# [TASK PROMPT]
Output exactly the lines between the line that contains "Query: blue sky" and the last line of the material, counting both.

# [EXERCISE DATA]
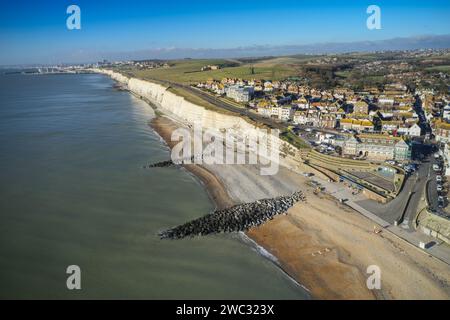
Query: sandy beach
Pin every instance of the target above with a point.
(324, 245)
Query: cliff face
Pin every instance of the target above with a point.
(178, 106)
(190, 114)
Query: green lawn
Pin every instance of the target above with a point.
(188, 71)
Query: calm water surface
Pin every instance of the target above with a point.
(73, 192)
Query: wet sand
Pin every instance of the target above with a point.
(323, 244)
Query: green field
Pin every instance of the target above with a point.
(445, 68)
(188, 71)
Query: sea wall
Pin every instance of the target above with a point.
(190, 114)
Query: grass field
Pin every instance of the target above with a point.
(445, 68)
(188, 71)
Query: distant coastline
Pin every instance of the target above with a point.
(293, 239)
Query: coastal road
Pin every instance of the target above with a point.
(404, 206)
(224, 105)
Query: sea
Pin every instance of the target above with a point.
(73, 192)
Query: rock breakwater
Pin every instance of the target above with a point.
(236, 218)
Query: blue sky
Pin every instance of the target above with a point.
(35, 31)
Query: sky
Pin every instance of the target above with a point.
(35, 31)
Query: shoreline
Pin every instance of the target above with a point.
(321, 244)
(337, 275)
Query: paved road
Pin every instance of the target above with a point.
(439, 250)
(406, 201)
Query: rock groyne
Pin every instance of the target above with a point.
(236, 218)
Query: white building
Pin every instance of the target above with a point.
(240, 93)
(414, 130)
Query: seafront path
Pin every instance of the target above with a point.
(439, 250)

# [WORKED SOLUTION]
Query: blue sky
Pin every instance of the target above with a point.
(35, 31)
Query: sky
Pin every instance of the target above with a point.
(35, 31)
Query: shoreline
Pin every instance of the target above with a point.
(321, 244)
(337, 275)
Query: paved road
Pin every instance of the target above with a point.
(439, 250)
(406, 201)
Query: rock groyne
Pin every instance of the target above with a point.
(236, 218)
Query: white building
Pin every instance of the target above with a point.
(240, 93)
(414, 130)
Query: seafront path
Pin every instance of the target above with a point.
(439, 250)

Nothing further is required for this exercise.